Document segment:

I'm using a Pi Zero W, testing on many power sources. I've testing all power sources with a multimeter and have confirmed that they are all 5V (+/- 0.1) and have adequate current available. 2 amps or more.

When I connect to a "bad" power source, HDMI screens get either flickering or no signal. Connected to a "good" power source they work as expected. With all power sources I'm able to SSH into the pi and do whatever I want.

Power sources that work: Wall wart, USB

Power sources that don't work: Anker power bank, Flepow power bank, 6x AA batteries in series with buck transformer down to 5V, 8x AA batteries in series with same setup.

I've found zero helpful info online and I'm stumped. My first guess was a bad power supply so I dug out a ton of batteries to test both name brand and import.

  • if you can obtain the use of an oscilloscope, then use it to check the power supply output ...... you will probably find that the non-working supplies are very noisy – jsotola Feb 17 at 3:29
  • Power banks generally do not provide a consistent voltage. Notice they are sold for recharging other batteries not for powering electronic devices. When a device is making rapid fluctuations in current draw, the circuitry in the power bank is more likely to be biased toward flattening the current, which varies the voltage. This is a good choice if the purpose is charging. It is bad if the purpose is "power my active hardware". – goldilocks Feb 17 at 7:35
  • Thanks for that info. I never really thought about the purpose of a power bank like that before, but that makes sense. – Jay Speidell Feb 18 at 3:48

It appears to have been a bad wire. I haven't figured out why HDMI output was sensitive to this and nothing else, but this was my solution. If I can figure out more I will update this.

Task instructions:
• a. Return the span of the Pi Zero power discussion that starts at the words "Power sources that don't" and ends after "with same setup.", copying it character for character.
• b. According to the Pi Zero power discussion, why are power banks a poor choice for running active hardware?

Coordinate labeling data
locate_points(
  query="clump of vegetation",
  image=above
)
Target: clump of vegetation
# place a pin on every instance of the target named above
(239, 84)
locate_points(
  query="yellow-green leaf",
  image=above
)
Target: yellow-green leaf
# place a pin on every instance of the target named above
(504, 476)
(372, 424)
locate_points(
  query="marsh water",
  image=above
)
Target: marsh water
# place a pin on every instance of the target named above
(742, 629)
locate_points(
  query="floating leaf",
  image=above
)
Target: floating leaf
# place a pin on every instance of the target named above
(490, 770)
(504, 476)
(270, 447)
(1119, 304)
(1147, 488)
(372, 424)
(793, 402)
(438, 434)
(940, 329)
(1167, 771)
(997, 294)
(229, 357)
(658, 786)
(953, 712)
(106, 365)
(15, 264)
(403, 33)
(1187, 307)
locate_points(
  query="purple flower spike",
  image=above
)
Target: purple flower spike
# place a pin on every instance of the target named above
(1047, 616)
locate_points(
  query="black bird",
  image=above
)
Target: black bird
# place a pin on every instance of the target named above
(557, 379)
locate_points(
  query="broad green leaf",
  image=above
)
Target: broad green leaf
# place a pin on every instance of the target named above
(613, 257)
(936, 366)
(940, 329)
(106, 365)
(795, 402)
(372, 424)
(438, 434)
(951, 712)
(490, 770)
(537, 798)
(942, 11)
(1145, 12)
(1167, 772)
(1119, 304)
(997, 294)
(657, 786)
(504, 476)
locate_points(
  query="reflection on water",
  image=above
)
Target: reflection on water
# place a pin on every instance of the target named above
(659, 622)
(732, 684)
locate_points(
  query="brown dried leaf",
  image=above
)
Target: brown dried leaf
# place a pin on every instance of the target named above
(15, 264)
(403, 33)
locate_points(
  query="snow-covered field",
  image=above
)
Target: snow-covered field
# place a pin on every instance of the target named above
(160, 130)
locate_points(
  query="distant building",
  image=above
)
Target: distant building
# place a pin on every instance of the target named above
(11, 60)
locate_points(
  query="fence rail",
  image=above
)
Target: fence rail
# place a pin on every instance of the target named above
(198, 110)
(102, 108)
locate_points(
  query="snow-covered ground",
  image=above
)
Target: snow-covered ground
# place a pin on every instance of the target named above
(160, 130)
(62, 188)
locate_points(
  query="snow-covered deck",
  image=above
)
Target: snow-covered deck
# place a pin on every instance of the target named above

Solutions:
• a.
Power sources that don't work: Anker power bank, Flepow power bank, 6x AA batteries in series with buck transformer down to 5V, 8x AA batteries in series with same setup.

• b. Power banks are made for recharging other batteries, not for powering electronic devices. When a device's current draw changes rapidly, a power bank's circuitry tends to keep the current flat, which makes the voltage vary. That is useful for charging but bad for powering active hardware.